* WHAT IS EXPECTED *
Nothing outside the range is wanted. Repeat exactly the lines below from the one with "If you could tag each instance of the rope" through the one with "If you could tag each instance of the shrine tiled".

(Beginning of RECORDS FOR THE EXERCISE)

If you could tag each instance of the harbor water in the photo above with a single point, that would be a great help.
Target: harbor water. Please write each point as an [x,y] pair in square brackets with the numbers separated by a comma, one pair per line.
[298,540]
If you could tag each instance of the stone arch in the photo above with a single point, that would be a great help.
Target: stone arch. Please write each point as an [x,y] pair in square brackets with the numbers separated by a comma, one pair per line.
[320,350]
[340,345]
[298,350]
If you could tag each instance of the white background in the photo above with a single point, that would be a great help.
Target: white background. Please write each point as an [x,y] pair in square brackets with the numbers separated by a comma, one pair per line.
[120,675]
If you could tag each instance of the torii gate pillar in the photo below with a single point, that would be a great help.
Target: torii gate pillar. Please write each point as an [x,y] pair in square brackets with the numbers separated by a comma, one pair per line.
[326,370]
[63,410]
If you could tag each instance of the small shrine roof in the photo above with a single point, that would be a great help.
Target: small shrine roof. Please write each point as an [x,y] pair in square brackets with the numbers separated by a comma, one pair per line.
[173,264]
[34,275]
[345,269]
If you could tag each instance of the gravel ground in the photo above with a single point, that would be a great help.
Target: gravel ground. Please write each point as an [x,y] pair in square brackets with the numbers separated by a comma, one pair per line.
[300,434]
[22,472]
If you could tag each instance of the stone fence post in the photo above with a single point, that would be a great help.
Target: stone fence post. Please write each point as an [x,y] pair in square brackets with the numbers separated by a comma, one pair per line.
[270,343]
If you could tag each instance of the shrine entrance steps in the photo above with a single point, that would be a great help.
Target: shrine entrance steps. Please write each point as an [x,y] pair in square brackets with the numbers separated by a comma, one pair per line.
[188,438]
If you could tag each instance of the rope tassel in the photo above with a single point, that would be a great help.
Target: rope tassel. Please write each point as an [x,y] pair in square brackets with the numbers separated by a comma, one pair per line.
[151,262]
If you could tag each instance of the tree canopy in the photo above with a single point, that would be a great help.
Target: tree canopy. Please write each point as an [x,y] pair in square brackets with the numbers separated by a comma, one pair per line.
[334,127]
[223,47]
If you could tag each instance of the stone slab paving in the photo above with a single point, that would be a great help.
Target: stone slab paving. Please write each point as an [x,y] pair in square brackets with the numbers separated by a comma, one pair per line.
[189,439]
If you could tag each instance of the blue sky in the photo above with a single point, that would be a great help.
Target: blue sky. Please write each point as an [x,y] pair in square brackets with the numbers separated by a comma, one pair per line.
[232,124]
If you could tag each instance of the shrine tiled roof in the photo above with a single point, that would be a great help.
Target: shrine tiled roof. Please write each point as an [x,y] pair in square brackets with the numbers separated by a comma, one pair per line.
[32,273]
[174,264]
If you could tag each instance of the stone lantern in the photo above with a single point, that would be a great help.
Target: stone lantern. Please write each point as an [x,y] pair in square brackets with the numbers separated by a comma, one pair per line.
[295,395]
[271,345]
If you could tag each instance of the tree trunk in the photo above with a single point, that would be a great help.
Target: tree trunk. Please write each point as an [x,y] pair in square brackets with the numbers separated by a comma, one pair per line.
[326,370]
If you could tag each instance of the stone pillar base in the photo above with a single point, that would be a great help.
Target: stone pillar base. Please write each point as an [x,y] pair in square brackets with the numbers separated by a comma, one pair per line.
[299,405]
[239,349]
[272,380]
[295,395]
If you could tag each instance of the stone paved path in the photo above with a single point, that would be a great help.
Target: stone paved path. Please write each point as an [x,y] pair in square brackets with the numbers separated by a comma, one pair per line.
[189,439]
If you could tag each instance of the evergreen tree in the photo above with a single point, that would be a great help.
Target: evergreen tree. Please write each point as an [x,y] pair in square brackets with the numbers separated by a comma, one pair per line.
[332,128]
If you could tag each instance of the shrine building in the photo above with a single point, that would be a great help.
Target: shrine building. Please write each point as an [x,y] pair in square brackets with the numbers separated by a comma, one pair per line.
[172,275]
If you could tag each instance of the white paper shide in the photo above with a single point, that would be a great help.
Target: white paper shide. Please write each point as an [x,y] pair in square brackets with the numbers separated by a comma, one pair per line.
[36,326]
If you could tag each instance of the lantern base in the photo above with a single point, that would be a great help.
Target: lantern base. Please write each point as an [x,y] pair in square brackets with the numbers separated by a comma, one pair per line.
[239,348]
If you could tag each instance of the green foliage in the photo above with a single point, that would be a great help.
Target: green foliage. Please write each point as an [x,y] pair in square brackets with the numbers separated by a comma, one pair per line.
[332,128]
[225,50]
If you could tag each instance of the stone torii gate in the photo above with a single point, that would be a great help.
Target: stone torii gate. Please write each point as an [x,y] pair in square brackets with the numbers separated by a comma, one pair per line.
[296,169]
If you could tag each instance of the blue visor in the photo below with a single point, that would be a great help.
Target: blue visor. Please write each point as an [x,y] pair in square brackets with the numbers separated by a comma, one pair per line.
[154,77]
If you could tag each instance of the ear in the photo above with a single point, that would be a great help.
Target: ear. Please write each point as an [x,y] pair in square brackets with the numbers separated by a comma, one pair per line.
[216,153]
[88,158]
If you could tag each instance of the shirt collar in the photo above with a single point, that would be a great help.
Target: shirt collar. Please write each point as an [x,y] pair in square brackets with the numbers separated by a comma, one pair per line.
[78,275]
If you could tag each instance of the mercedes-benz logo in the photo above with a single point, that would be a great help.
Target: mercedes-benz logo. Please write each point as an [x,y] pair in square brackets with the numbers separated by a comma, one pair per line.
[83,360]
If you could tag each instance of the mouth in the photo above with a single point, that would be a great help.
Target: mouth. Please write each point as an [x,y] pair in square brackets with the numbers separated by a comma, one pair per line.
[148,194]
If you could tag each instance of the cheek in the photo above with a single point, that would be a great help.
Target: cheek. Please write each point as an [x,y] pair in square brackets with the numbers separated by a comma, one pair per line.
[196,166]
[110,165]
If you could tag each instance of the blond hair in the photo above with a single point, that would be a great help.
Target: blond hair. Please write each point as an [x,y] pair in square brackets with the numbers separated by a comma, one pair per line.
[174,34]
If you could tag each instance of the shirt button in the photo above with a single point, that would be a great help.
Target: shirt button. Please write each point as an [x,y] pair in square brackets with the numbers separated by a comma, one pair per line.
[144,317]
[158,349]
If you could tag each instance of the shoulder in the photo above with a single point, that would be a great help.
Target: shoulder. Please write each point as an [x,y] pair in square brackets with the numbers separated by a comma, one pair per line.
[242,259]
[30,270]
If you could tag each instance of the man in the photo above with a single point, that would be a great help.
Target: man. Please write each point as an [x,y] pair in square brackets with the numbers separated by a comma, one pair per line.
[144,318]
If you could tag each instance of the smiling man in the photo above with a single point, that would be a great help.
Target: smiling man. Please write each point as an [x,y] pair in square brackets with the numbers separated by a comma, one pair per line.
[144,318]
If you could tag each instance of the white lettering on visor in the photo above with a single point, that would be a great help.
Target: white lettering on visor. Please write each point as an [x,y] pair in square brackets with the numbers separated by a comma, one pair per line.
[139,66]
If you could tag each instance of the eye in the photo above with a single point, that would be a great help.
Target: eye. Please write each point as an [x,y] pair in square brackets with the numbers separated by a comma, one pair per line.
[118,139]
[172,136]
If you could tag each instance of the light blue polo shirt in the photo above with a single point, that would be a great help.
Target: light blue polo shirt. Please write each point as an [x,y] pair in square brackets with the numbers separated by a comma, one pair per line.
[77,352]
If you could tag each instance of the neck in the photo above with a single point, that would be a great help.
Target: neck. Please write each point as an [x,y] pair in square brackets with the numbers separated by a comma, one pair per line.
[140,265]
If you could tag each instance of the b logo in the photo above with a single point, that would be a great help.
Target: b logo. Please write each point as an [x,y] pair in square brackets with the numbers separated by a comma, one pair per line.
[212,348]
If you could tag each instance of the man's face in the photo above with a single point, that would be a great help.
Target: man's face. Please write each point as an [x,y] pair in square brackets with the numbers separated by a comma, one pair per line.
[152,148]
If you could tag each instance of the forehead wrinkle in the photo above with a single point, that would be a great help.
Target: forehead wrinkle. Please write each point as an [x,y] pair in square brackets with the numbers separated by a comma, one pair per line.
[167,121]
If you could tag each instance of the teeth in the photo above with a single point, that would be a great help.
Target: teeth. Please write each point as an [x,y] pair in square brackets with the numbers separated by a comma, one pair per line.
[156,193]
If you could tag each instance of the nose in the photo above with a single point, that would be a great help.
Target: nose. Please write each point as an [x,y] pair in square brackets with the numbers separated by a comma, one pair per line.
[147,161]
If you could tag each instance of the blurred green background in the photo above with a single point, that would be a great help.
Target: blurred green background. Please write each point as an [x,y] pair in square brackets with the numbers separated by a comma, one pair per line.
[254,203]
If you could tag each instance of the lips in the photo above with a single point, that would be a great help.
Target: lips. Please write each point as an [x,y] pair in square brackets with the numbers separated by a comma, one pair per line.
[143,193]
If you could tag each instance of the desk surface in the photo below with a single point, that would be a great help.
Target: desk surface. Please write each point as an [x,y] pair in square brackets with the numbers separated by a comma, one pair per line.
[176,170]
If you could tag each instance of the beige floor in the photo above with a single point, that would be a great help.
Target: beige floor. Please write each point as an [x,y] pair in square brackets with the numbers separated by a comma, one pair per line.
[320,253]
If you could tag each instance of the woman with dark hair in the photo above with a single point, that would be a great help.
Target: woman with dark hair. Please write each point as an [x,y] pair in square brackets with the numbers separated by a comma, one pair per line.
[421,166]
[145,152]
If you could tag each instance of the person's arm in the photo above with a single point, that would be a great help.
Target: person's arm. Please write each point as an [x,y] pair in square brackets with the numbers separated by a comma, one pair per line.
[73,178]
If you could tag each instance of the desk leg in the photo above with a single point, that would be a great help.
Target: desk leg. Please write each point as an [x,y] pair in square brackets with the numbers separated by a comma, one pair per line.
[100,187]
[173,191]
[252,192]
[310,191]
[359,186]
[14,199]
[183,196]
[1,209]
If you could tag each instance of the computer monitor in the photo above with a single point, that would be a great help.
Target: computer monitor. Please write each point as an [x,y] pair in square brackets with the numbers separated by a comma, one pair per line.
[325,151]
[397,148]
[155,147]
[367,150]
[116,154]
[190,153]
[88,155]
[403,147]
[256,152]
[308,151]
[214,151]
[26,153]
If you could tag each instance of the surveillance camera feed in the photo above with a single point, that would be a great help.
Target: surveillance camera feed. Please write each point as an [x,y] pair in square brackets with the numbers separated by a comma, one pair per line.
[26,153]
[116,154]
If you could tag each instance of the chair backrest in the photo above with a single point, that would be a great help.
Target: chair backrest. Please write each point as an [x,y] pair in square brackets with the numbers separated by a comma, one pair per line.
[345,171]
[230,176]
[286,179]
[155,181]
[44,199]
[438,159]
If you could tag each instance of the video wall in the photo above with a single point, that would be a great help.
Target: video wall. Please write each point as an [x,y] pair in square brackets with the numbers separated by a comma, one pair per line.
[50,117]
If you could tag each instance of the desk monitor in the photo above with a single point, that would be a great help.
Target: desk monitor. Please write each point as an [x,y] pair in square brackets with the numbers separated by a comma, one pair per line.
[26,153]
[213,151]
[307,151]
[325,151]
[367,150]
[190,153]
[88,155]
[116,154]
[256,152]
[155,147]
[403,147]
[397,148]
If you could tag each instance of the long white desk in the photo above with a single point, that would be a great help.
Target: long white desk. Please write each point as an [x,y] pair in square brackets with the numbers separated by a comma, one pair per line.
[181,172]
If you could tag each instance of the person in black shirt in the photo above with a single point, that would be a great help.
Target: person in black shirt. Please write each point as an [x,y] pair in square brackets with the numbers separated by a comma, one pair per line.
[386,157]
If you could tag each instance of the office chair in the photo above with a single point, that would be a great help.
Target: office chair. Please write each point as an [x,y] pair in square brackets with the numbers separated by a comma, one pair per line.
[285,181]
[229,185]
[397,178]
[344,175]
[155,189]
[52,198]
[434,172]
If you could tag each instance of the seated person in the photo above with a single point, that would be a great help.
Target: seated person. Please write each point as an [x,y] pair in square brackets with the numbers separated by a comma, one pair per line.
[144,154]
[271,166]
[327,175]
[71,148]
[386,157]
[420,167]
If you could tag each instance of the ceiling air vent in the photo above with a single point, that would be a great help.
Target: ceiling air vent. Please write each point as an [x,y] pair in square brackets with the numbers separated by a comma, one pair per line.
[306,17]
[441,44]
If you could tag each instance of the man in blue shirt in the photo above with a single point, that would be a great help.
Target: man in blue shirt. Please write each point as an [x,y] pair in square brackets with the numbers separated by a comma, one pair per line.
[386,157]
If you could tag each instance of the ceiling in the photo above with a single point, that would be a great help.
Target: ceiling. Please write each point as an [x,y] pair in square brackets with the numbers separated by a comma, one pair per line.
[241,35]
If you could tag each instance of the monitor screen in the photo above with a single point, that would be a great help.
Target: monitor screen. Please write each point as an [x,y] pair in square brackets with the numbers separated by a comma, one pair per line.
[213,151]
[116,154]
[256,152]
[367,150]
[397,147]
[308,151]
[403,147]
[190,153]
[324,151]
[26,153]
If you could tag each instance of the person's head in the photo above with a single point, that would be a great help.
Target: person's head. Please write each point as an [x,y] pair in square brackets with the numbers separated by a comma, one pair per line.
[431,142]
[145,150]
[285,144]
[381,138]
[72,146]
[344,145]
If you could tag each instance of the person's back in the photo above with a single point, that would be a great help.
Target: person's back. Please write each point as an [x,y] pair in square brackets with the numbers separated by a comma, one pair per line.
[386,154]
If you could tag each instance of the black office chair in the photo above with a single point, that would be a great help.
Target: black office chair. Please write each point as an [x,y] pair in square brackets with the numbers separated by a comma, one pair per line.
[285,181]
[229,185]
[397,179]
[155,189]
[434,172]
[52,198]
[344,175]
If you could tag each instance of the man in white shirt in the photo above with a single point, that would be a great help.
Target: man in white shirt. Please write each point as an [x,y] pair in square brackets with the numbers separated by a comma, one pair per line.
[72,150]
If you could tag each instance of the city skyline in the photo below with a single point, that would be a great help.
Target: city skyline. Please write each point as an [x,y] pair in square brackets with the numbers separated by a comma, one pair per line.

(End of RECORDS FOR THE EXERCISE)

* EXPECTED OUTPUT *
If you could tag each instance of the rope tassel in the photo above with a single point, that would be a great help.
Target: rope tassel. Please write each point as an [x,y] pair in square brackets with the numbers separated by a comma, one pair per line.
[151,262]
If you could tag each instance of the tree canopy in the photo above with a single point, that would be a great help.
Target: tree canopy. Please write each point as an [x,y] pair in square brackets with the numbers separated by a comma, one pair per line.
[334,127]
[223,47]
If you could tag each instance of the stone slab paving in the photo above with a single point, that would be a great help.
Target: stone slab paving. Please write each point as an [x,y] pair in square brackets with the numbers separated by a comma, one pair per line.
[189,439]
If you could tag each instance of the blue sky in the photo above with a single point, that would be a great help.
Target: blue sky. Please write each point as an [x,y] pair in square brackets with the numbers separated by a comma, one pair per line.
[232,124]
If you could tag each instance of the shrine tiled roof in the photo above with a single point, that would be a great help.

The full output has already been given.